:: Directions for this task ::
Continue the biography of the aerodynamics scientist Antonio Ferri below, starting right after its last sentence.

:: Excerpted text ::
⁂

Italian scientist (1912–1975)

Antonio Ferri (5 April 1912 – 28 December 1975) was an Italian scientist, prominent in the field of aerodynamics, with a specialization in hypersonic and supersonic flight.

== Background ==
Born in 1912 in Norcia, Italy, from 1937 he conducted research in Guidonia Montecelio, where the most prominent and advanced research on high-speed aerodynamics was taking place. In 1938, at the age of 26, he received Italy's highest prize for science, the Premio dell'Accademia d'Italia for science. Among the work he conducted, there were spectacular experiments in 1939–1940 with supersonic wind tunnels.

During World War II, in the period of the Italian Social Republic (or Salò Republic), three days after the Germans occupied Rome on 10 September 1943, Ferri bluffed his way back into the research facility at Guidonia, destroyed the vital equipment and filled a fruit crate with documents of his research before escaping underground. He secluded his wife and family near his home in Fiastra, in the Marche region of the Apennine Mountains (they later were moved on to an Adriatic fishing village), and in October 1943, organized with his brother, Giuseppe Ferri, the Banda Fiastra band of partisans. For the next year, he coordinated attacks of the region's anti-fascist bands using the Valle del Fiastrone (Fiastra Valley) as a safe haven to return to and to receive Allied air drops.

⁂

:: Records supplied ::
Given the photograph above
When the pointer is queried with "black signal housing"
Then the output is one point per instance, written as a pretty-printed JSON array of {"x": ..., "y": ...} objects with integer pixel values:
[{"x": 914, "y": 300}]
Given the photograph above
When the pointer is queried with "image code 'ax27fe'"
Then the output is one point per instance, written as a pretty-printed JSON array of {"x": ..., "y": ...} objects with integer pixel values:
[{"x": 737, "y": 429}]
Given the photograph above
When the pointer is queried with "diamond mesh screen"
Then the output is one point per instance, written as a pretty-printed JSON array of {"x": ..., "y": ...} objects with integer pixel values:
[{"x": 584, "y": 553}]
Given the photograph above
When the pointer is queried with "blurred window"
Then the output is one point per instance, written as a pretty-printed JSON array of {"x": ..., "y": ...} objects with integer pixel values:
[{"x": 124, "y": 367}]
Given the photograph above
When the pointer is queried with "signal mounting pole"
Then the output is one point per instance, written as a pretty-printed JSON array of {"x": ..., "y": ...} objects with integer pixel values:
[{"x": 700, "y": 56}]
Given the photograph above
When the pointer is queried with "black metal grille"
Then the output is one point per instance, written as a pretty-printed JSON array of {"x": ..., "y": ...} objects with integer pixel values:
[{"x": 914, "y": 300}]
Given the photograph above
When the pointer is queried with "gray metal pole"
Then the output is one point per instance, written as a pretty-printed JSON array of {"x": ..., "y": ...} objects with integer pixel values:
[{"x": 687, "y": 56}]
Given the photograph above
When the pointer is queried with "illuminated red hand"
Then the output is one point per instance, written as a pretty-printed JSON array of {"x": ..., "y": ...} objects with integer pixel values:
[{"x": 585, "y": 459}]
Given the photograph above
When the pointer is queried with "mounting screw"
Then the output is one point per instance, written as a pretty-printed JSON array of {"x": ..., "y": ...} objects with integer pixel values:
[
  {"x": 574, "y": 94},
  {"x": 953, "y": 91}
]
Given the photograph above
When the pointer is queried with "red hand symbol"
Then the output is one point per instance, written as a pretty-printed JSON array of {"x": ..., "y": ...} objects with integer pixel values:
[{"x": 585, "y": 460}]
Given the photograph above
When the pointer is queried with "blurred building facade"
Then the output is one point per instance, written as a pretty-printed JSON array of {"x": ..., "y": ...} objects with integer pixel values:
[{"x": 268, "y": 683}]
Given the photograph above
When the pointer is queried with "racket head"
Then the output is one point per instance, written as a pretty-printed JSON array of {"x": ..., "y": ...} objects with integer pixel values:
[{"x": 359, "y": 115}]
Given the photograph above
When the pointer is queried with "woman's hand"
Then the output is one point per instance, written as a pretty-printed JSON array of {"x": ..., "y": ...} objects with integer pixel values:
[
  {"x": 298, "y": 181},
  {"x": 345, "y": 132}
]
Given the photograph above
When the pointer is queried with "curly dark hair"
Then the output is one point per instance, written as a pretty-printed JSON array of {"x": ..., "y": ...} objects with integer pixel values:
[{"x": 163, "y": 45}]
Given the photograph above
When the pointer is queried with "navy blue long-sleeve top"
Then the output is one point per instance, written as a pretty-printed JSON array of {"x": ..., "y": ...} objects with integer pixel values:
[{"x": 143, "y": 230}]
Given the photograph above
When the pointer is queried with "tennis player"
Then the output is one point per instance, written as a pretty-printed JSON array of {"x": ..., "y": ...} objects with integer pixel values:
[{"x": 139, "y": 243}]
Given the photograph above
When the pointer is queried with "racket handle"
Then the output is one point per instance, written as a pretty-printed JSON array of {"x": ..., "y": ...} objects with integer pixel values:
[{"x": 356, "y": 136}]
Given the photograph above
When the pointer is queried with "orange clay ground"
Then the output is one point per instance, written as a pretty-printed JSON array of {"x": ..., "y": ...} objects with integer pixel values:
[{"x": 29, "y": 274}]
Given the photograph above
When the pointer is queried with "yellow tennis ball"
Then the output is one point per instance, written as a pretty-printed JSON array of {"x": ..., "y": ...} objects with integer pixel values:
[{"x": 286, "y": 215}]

⁂

:: Response to the task ::
He eventually made his way to Rome after it was liberated by the Allies, where he made contact with OSS agent Moe Berg and began to work with him translating key documents from the trunk, also passing on his knowledge of the achievements of German science during the war.

The facilities at Guidonia were destroyed in the course of the fighting. In 1944, Ferri was brought to the leading American research centre in his field, the National Advisory Committee for Aeronautics in Langley, Virginia, where he continued as a major figure in his field.

In the immediate postwar period, he studied the use of a biconvex wing profile for high-speed aircraft and developed the Schlieren Flow Visualization method of predicting the impact of shock waves on aircraft wings. He then turned at length to the problem of atmospheric reentry, hypersonic thermofluid dynamics, as applied to the study of supersonic and hypersonic jet engines. He also conducted important studies in the fields of supersonic combustion and aerodynamic heating of high-speed aircraft. In all these areas, he made key contributions to the advancement of aerospace engineering. In 1956 he founded the General Applied Science Laboratory. Ferri was granted a patent for the 'Ferri scoop' jet engine inlet, which would be used on the XF-103, F-105, XF8U-3, and SSM-N-9 Regulus II cruise missile. This type of inlet would lay the foundation for the diverterless supersonic inlet.

Ferri died at his home in Woodbury, New York on December 28, 1975.